§ **TRECHO SELECIONADO**
◆ ◆ ◆ ◆ ◆
O processo de prestação de contas da campanha
eleitoral da candidata Dilma Vana Rousseff seguia seus trâmites no Tribunal
Superior Eleitoral (TSE) até que o relator, ministro oriundo da advocacia,
afastou-se do cargo em virtude da exaustão do biênio para o qual fora nomeado.
Esperava-se que o ministro substituto, também da classe dos advogados,
assumisse a direção do processo. O presidente do tribunal resolveu redistribuir
o processo para outro ministro. O sorteado foi Gilmar Mendes. A opinião popular
democrática reagiu, principalmente através da rede de computadores, por ver no
ato do presidente o desenho de um golpe de Estado.
A distribuição e redistribuição de processos nos casos
previstos em lei competem ao presidente do tribunal. Qualquer irregularidade no
exercício dessa competência pode ser alvo de impugnação cujo exame cabe ao
tribunal pleno. “A distribuição poderá
ser fiscalizada pela parte ou por seu procurador”, diz o cânon processual.
◆ ◆ ◆ ◆ ◆
§ **MATERIAL RECOLHIDO**
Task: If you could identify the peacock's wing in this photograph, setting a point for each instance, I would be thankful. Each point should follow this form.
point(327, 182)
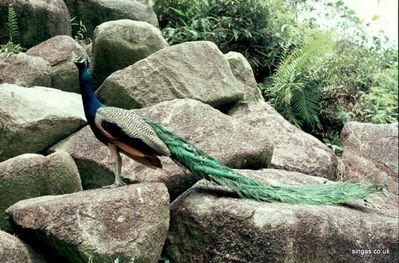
◆ ◆ ◆ ◆ ◆
§ **PROBLEMAS A RESOLVER**
a) Diga se cada afirmação abaixo está de acordo com o texto sobre a redistribuição do processo no TSE, respondendo sim ou não e citando literalmente as palavras do texto que decidem a questão.
(i) O relator original deixou o cargo porque terminou o biênio para o qual tinha sido nomeado.
(ii) O ministro substituto assumiu a direção do processo.
(iii) O exame de uma impugnação sobre a distribuição cabe ao presidente do tribunal.
b) No parágrafo que começa com "A distribuição e redistribuição de processos", o texto sobre a redistribuição do processo no TSE menciona quem tem algum papel na distribuição ou no seu controle. Liste todos.
c) Prossiga o texto sobre a redistribuição do processo no TSE a partir da sua última frase.
A listagem não tem ligação com o texto sobre a redistribuição do processo no TSE.

§ **PROBLEMAS RESOLVIDOS**
a)
(i) Sim: "afastou-se do cargo em virtude da exaustão do biênio para o qual fora nomeado".
(ii) Não: "O presidente do tribunal resolveu redistribuir o processo para outro ministro."
(iii) Não: "pode ser alvo de impugnação cujo exame cabe ao tribunal pleno".

b)
- o presidente do tribunal
- o tribunal pleno
- a parte
- o procurador da parte

c)
No caso em tela, evidenciava-se a malícia do presidente. O Ministério Público
(MP) e o advogado da candidata se insurgiram contra a conduta do presidente.
Antes de o incidente ser levado ao conhecimento e decisão do plenário, os
requerentes desistiram. O procurador da república (MP) e o advogado não são levianos
e nem irresponsáveis; não teriam desistido dos seus requerimentos se não lhes
fosse assegurada imparcialidade no julgamento das contas. Isto indica a
provável celebração de um acordo de cavalheiros entre eles e os ministros.
Na abertura da sessão de julgamento (10/12/2014) o
presidente do tribunal, ministro Dias Toffoli, homologou a desistência dos requerimentos
que impugnavam a redistribuição do processo de prestação de contas. O ministro protestou
contra o que chamou de insinuações.
Leu e “interpretou” normas regimentais na tentativa de arredar as suspeitas.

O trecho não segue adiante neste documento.